» Zadania do wykonania:
**A.** Ile razy według wywiadu o kulcie Matki Bożej Apostoł Paweł wspomina Matkę Mesjasza?
**B.** Proszę dopisać dalszy ciąg wywiadu o kulcie Matki Bożej, rozpoczynając bezpośrednio po ostatnim zamieszczonym zdaniu.

» Fragment tekstu:

/---

31 grudnia 2013

Maryja, łaski pełna. O historii kultu Matki Bożej

(By Zyance (Own work) [CC-BY-SA-2.5 (http://creativecommons.org/licenses/by-sa/2.5)], via Wikimedia Commons)

Pismo Święte, oprócz tego, że przedstawia Maryję jako wzór życia duchowego, zawiera także wskazówkę praktyczną, którą każdy chrześcijanin powinien przyjąć: mianowicie chodzi o cześć, jaka jest Jej należna, zgodnie z Jej własnymi proroczymi słowami: Oto bowiem błogosławić mnie będą odtąd wszystkie pokolenia – mówi dla portalu PCh24.pl o. dr Szczepan T. Praśkiewicz OCD, konsultor watykańskiej Kongregacji Spraw Kanonizacyjnych, przeor klasztoru w Lublinie.

 

PRZYPOMINAMY WYWIAD OPUBLIKOWANY W 2013 R.

Wesprzyj nas już teraz!

 

Ojcze, czy w Piśmie Świętym Nowego Testamentu znajdujemy informacje o szerzeniu się kultu Najświętszej Maryi Panny?

Pierwotne przepowiadanie apostołów zawarte w Dziejach Apostolskich, skupia się na centralnym wydarzeniu zbawczym śmierci i zmartwychwstania Jezusa, bez żadnej bezpośredniej wzmianki o Jego Matce. Apostoł Paweł wspomina tylko jeden raz Matkę Mesjasza, ale w sposób anonimowy, nie mówiąc nic o osobie Kobiety, która dała Chrystusa rodzajowi ludzkiemu.

 

A co znajdujemy w Ewangeliach?

\---

» Podane informacje:
/---

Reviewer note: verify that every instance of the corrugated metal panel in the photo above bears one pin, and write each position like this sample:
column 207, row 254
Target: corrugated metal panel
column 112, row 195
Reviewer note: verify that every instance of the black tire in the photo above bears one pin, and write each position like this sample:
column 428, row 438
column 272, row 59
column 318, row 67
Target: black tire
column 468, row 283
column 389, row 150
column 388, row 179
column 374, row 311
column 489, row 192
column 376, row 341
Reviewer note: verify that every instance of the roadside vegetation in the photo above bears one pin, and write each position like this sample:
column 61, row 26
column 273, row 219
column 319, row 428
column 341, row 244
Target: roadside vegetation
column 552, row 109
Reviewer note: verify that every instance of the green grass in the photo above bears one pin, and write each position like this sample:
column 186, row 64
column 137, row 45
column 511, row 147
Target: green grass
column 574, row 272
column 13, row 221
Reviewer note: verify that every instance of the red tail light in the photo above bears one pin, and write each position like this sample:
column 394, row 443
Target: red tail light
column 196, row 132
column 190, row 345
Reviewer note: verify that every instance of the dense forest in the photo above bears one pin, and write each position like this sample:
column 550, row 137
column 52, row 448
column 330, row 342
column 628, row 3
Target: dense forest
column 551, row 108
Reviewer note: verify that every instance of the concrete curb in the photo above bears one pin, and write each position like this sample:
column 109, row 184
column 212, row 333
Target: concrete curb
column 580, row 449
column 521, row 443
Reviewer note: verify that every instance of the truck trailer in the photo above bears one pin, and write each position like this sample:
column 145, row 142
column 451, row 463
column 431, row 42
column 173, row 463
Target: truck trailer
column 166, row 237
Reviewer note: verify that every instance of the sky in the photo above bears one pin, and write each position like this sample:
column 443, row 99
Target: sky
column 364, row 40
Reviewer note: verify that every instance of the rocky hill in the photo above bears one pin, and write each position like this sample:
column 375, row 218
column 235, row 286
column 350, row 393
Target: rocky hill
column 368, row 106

\---

» Odpowiedzi do zadań:
**A.** Tylko jeden raz, i to w sposób anonimowy.

**B.**
Ewangelia według św. Marka traktuje Matkę Zbawiciela na równi z innymi Jego krewnymi i zaznacza, że do duchowej rodziny Jezusa przynależeć można tylko poprzez pełnienie woli Bożej. Św. Mateusz umieszcza Maryję w planie zbawczym i ukazuje jej dziewicze macierzyństwo przez działanie Ducha Świętego, ale czyni to raczej koncentrując się na osobie św. Józefa, co sprawia, że chociaż przedstawia wiele wydarzeń z dzieciństwa Jezusa i używa pięć razy wyrażenia dziecko i jego Matka, nie akcentuje jednak osobistego udziału Maryi w tych kluczowych wydarzeniach. Dopiero ewangeliści św. Łukasz i św. Jan pozwalają Maryi zaistnieć bezpośrednio na scenie wydarzeń biblijnych i ukazują Jej misję i Jej duchowość.

 

W jaki sposób przedstawiają Maryję?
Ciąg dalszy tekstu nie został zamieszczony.